#### [Task goal]
Rewrite all of the records below, substituting "Put a dot" for every "Place a marker" and keeping everything else the same.

#### [Listed entries]
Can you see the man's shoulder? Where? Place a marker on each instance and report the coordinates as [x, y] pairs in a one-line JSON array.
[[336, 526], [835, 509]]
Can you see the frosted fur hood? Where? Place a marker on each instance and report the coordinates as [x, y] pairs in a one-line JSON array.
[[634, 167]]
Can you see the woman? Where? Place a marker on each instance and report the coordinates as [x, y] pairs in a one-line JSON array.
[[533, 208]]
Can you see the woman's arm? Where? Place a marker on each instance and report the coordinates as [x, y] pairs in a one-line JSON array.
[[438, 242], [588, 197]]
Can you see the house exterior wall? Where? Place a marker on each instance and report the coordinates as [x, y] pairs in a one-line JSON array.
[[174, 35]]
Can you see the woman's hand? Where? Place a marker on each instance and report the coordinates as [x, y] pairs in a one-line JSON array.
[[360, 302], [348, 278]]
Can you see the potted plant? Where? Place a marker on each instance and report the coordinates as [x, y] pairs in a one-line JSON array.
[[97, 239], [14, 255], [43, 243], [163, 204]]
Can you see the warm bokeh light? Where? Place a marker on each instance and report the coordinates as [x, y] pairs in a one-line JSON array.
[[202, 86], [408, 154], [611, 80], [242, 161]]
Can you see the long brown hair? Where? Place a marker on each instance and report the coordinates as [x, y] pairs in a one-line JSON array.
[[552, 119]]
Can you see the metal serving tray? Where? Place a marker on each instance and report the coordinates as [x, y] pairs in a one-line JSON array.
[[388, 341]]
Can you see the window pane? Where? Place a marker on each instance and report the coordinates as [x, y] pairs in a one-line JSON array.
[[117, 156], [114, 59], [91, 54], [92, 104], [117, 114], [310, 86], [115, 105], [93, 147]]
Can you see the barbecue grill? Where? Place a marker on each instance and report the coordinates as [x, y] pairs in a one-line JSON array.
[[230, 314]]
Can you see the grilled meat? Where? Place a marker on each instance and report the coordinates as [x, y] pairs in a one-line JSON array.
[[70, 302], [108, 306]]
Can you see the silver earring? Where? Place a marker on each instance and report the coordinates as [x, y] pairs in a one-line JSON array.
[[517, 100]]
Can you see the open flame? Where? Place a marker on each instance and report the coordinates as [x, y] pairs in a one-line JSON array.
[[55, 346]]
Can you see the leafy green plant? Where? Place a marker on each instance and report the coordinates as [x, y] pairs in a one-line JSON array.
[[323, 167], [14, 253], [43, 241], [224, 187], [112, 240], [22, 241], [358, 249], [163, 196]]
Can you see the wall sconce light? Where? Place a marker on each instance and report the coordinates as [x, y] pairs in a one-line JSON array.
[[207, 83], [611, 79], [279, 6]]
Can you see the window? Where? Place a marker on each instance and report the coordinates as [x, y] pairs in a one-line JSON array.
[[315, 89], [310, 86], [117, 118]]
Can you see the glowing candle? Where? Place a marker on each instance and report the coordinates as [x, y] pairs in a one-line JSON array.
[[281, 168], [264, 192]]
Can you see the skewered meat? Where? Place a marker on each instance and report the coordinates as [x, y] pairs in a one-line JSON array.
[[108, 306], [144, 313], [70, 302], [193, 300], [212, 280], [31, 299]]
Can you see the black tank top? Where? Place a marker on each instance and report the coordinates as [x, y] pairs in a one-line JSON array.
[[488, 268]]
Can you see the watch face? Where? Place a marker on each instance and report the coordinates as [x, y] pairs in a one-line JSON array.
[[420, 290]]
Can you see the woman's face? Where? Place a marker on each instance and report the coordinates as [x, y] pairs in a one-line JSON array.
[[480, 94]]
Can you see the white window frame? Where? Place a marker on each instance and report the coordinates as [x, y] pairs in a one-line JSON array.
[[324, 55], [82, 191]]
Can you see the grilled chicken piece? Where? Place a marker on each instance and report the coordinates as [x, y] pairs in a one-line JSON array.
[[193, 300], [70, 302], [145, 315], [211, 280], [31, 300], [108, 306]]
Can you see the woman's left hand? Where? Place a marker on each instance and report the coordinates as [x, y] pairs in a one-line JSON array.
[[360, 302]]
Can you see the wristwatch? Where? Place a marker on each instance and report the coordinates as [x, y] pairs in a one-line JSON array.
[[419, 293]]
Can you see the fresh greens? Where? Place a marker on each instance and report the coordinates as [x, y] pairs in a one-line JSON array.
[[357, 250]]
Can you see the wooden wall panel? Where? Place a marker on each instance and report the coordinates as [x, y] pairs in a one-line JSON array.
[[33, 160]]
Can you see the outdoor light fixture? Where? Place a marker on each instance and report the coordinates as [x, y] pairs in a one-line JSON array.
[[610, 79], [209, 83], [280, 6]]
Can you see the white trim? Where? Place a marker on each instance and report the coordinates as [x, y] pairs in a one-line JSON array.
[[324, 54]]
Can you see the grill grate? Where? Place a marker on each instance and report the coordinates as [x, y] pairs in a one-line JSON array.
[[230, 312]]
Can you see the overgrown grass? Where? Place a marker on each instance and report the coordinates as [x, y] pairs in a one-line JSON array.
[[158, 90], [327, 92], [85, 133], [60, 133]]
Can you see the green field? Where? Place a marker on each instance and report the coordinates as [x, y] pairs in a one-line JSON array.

#### [Full response]
Can you see the man's shoulder? Where? Put a dot on each instance and report the coordinates as [x, y] pairs in a one-line JSON array.
[[336, 526], [835, 509]]
Can you see the frosted fur hood? Where? Put a dot on each instance and report the coordinates as [x, y] pairs in a one-line JSON array.
[[634, 167]]
Can you see the woman? Where? Put a dot on each instance and report the coordinates as [x, y] pairs in a one-line JSON array.
[[533, 208]]
Can you see the woman's arm? Where? Put a dot on each instance and report the coordinates as [x, y] pairs in a one-line JSON array.
[[438, 242], [588, 197]]
Can you see the house exterior wall? Where? Put a dot on each instance and report the coordinates as [x, y] pairs in a one-line JSON array.
[[174, 35]]
Can you see the woman's hand? Where? Put a dot on each instance and report the coordinates as [x, y] pairs in a one-line JSON array.
[[360, 302], [348, 278]]
Can you see the potted plant? Where? Put a dot on each instance and report the coordinates as [x, y] pairs in a one-line JSON array.
[[97, 239], [14, 255], [43, 243], [163, 204]]
Can you see the warm bokeh light? Where? Put a dot on each instance and report the coordinates as [x, y] pairs in a one-line JSON array.
[[202, 86], [408, 154], [611, 80], [242, 161]]
Can you see the long brown hair? Where? Put a dot on each instance and report the coordinates as [x, y] pairs in a one-line JSON array.
[[552, 119]]
Can you see the metal serving tray? Where? Put a dot on each instance and report the coordinates as [x, y] pairs in a one-line JSON array.
[[388, 341]]
Can you see the window pane? Where? Put a dot on each instance and report the coordinates as [x, y] pairs in a one-line JSON array.
[[117, 156], [114, 59], [91, 54], [92, 104], [117, 114], [310, 86], [115, 105], [93, 147]]
Can you see the barbecue grill? Where? Put a dot on each instance and report the coordinates as [x, y] pairs in a one-line JSON array.
[[230, 314]]
Can you see the grilled meat? Where? Put a dot on each instance and report the coordinates as [x, y] pairs in a one-line JSON array.
[[70, 302], [108, 306]]
Can you see the silver earring? Where? Put a dot on each instance and report the coordinates as [x, y] pairs in a one-line JSON array.
[[517, 100]]
Can you see the open flame? Where? Put a dot on each instance and report the coordinates as [x, y] pairs in a one-line JSON array.
[[55, 346]]
Can you see the leafy green plant? Where? Put a dot on each instance and report the coordinates as [x, y] pairs in a one-line JSON array.
[[323, 167], [14, 253], [43, 241], [224, 187], [112, 240], [22, 241], [358, 249], [163, 196]]
Can you see the wall sconce light? Where? Put a dot on each instance and report the coordinates as [x, y] pairs in a one-line JSON array.
[[207, 83], [611, 79], [279, 6]]
Can you see the window? Where? Put a dot on each instance and report the coordinates as [x, y] pairs in a one-line JSON array.
[[315, 89], [310, 86], [117, 118]]
Can you see the glowing candle? Where? Put a dot on each instance and report the coordinates as [x, y] pairs in a one-line JSON array.
[[281, 168], [264, 192]]
Can you see the skewered meat? Where? Put a dot on each instance and report the coordinates as [x, y] pairs in a one-line JSON array.
[[108, 306], [144, 313], [70, 302], [193, 300], [212, 280], [31, 299]]
Can you see the black tank top? Where? Put a dot on each instance and report the coordinates as [x, y] pairs in a one-line JSON array.
[[488, 268]]
Can you see the watch face? Where? Put a dot on each instance and report the coordinates as [x, y] pairs in a one-line JSON array.
[[420, 290]]
Can you see the woman's face? Where? Put a dot on each instance and report the coordinates as [x, y] pairs in a one-line JSON array.
[[480, 94]]
Can you see the white window frame? Where? Put a dot on each instance and report the coordinates as [x, y] pairs in a one-line JSON array.
[[324, 55], [82, 191]]
Can you see the grilled chicken piece? Where? Put a dot on each instance and report the coordinates as [x, y] pairs in a one-line JSON array.
[[193, 300], [70, 302], [145, 315], [211, 280], [31, 300], [108, 306]]
Can you see the woman's left hand? Where? Put a dot on each instance and report the coordinates as [x, y] pairs in a one-line JSON array.
[[360, 302]]
Can you see the wristwatch? Where? Put a dot on each instance and report the coordinates as [x, y] pairs in a one-line JSON array.
[[419, 293]]
Can you see the fresh greens? Where? Put a dot on each instance and report the coordinates as [x, y] pairs in a one-line JSON array.
[[357, 250]]
Can you see the wooden wall panel? Where? Put a dot on each instance and report the coordinates as [x, y] pairs in a one-line JSON array.
[[33, 160]]
Can you see the outdoor light fixture? Where? Put a dot on each instance and report the coordinates as [x, y] pairs in a one-line JSON array.
[[610, 79], [209, 83], [280, 6]]
Can you see the white trim? Where? Put a dot on each instance and report the coordinates as [x, y] pairs in a one-line JSON array.
[[324, 54]]
Can you see the grill grate? Where? Put a dot on each instance and report the coordinates as [x, y] pairs in a one-line JSON array.
[[230, 312]]
Can you see the overgrown grass? Where? Put a dot on each instance and report the coordinates as [x, y] pairs in a one-line JSON array.
[[158, 90], [327, 92], [85, 133], [60, 133]]
Can you see the green field? Where? Put a dot on each instance and report the coordinates as [x, y] pairs in a one-line JSON array.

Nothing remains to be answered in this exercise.